Texte de référence
━━━━━━━━

Ce secteur de l'économie, qui comprend les cultures, l'élevage, la chasse, la pêche et la sylviculture, emploie 722 000 personnes en 2022[1] soit 2,5% de l’ensemble des personnes en emploi. Il s’agit d’une population majoritairement masculine (7 personnes sur 10) et relativement âgée (près d’une personne sur deux ayant 50 ans ou plus). Par ailleurs, 8,3% des actifs en emploi de l’agriculture sont pluriactifs et exercent donc une autre activité, salariée ou non.
Des opportunités d’emploi aujourd’hui et demain
Culture de céréales, de légumes, de fleurs, de la vigne, élevage d’animaux, entretien de la forêt, production de lait et d’alcool, … les opportunités d’emploi sont nombreuses et variées.
Chaque année, 50 000 personnes sont recrutées en lien avec l’agrandissement des exploitations, les contraintes sanitaires de plus en plus fortes et la mise aux normes des exploitations. Chaque année également, près de 12 000 emplois ne sont pas pourvus dans le secteur agricole concernant essentiellement des postes d’agent d’élevage, d’ouvrier agricole ou viticole, d’agent d’entretien d’espaces verts, …
La famille de métiers « agriculteurs, éleveurs, sylviculteurs, bûcherons » figure parmi les 15 où les déséquilibres sont les plus importants d’ici 2030 entre les besoins de recrutements liés aux nombreux départs en fin de carrière et le nombre de jeunes débutants[2].

━━━━━━━━

Données extraites
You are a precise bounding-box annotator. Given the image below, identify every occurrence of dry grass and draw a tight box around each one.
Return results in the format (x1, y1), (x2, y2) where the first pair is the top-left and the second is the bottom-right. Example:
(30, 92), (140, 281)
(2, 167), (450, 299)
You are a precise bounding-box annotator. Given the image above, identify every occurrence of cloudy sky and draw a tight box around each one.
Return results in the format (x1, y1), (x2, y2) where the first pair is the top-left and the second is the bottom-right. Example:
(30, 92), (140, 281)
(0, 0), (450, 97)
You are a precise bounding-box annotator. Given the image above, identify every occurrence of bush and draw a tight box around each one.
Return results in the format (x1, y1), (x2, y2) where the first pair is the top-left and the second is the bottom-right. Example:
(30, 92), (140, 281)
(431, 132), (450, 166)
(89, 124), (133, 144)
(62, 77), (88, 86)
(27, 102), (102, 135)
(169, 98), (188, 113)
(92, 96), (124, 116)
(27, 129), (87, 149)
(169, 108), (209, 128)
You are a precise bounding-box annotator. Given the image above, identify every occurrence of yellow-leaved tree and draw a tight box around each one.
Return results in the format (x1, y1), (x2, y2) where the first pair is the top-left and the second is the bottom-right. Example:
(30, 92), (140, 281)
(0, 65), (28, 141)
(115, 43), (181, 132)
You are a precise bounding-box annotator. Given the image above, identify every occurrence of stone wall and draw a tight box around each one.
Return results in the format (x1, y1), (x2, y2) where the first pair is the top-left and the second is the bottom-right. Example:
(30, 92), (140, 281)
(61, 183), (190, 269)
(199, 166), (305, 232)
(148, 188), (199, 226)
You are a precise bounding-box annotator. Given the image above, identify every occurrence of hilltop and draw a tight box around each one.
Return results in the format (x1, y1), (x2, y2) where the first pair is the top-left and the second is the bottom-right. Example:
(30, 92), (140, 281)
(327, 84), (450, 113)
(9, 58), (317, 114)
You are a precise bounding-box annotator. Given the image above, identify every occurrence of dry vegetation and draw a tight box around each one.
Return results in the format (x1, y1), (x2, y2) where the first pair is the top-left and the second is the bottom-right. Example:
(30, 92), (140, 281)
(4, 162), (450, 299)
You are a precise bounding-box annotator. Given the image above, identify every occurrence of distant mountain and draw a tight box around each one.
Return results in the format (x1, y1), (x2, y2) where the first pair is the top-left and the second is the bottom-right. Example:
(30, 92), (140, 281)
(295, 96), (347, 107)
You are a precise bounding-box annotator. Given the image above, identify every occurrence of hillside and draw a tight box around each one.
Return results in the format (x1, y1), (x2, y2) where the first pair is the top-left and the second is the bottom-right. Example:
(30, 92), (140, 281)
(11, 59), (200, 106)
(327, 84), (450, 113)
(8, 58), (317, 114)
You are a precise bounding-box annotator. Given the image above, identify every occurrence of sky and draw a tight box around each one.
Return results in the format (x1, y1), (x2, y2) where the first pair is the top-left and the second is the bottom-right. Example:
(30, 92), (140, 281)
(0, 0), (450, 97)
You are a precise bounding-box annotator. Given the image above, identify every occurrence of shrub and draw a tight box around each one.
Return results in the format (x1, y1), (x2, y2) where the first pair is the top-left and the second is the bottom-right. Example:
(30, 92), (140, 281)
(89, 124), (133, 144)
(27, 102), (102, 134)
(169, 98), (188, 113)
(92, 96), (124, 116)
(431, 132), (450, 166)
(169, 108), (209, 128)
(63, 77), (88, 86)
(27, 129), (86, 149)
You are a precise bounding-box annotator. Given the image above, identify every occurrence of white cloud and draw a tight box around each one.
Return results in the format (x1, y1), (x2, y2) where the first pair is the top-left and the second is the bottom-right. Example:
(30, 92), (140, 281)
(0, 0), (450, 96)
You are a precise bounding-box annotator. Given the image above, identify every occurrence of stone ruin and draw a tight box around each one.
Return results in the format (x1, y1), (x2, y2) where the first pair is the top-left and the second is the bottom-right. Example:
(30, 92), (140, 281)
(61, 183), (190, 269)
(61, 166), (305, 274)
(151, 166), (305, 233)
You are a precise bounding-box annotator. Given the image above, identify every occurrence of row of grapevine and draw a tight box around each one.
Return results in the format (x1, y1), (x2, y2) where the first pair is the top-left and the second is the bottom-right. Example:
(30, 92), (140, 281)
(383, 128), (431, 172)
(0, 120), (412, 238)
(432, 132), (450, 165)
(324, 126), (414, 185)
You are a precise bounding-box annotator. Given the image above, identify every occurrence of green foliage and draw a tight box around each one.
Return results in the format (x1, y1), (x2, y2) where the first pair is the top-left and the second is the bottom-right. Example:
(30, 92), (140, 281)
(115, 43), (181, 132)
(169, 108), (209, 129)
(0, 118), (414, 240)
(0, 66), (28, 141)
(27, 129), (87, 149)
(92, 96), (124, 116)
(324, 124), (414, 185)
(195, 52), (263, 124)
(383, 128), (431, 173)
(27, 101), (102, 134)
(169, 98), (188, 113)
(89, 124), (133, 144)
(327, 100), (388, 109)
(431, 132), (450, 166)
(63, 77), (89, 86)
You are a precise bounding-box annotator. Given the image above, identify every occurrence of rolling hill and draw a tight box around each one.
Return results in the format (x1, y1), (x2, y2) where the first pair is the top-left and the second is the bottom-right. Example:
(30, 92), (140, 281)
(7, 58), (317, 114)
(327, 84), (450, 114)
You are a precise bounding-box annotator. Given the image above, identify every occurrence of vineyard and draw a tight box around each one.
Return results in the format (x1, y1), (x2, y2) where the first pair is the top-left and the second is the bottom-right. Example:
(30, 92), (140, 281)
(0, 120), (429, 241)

━━━━━━━━

Problèmes à résoudre
a: Dans le texte sur l'emploi agricole, reformulez sous forme de liste le paragraphe qui commence par « Chaque année, 50 000 personnes », en conservant ses faits essentiels.
b: Reproduisez à l'identique, dans le texte sur l'emploi agricole, la partie qui s'ouvre sur les mots « Ce secteur de » et s'achève sur « nombreuses et variées. ».

Corrigé des exercices
a:
- Recrutements annuels : 50 000 personnes. Ils sont liés à l'agrandissement des exploitations, à des contraintes sanitaires de plus en plus fortes et à la mise aux normes des exploitations.
- Emplois non pourvus chaque année : près de 12 000. Il s'agit surtout de postes d'agent d'élevage, d'ouvrier agricole ou viticole et d'agent d'entretien d'espaces verts.

b:
Ce secteur de l'économie, qui comprend les cultures, l'élevage, la chasse, la pêche et la sylviculture, emploie 722 000 personnes en 2022[1] soit 2,5% de l’ensemble des personnes en emploi. Il s’agit d’une population majoritairement masculine (7 personnes sur 10) et relativement âgée (près d’une personne sur deux ayant 50 ans ou plus). Par ailleurs, 8,3% des actifs en emploi de l’agriculture sont pluriactifs et exercent donc une autre activité, salariée ou non.
Des opportunités d’emploi aujourd’hui et demain
Culture de céréales, de légumes, de fleurs, de la vigne, élevage d’animaux, entretien de la forêt, production de lait et d’alcool, … les opportunités d’emploi sont nombreuses et variées.